- WHAT TO PRODUCE -
Pick out and copy every line of the records below that contains the string "water". Case counts, so a line matches only if the capitalization is the same.

%%

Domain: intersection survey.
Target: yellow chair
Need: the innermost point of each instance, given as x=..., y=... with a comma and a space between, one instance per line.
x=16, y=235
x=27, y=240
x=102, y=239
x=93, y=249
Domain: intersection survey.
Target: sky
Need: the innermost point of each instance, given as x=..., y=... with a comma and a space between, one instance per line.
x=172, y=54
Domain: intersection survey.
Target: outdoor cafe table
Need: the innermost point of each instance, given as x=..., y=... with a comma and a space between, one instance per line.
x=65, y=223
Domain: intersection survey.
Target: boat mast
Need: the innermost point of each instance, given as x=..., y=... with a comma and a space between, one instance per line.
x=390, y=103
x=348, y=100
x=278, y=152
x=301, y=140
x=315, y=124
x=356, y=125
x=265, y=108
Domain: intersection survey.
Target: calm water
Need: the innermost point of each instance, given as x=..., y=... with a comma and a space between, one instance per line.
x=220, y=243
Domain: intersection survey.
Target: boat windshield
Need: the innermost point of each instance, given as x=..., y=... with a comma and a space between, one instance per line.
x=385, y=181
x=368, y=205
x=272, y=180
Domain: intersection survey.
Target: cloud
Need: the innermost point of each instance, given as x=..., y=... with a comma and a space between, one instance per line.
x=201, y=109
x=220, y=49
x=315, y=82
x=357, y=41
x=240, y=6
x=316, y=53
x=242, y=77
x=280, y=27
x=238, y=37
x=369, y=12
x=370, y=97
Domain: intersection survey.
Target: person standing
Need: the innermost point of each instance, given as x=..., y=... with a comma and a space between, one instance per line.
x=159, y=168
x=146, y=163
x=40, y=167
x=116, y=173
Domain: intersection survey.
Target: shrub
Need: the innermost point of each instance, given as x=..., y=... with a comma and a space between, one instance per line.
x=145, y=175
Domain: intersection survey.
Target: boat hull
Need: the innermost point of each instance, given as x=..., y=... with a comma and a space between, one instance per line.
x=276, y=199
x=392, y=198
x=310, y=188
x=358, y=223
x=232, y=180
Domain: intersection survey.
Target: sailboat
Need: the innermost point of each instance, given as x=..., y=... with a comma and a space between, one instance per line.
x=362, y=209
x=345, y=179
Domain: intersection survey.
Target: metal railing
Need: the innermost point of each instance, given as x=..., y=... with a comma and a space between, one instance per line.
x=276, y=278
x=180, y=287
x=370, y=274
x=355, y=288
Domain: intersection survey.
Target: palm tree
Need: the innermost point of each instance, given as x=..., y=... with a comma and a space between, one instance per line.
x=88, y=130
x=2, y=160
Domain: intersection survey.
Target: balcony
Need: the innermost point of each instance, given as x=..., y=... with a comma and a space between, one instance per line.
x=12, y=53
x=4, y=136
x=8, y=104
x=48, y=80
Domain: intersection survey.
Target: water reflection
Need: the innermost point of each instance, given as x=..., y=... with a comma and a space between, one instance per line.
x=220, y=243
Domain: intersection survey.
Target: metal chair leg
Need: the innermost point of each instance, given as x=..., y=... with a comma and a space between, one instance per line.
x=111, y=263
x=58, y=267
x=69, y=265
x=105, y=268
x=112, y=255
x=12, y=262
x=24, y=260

%%

- FINAL RESULT -
Target: calm water
Target: water reflection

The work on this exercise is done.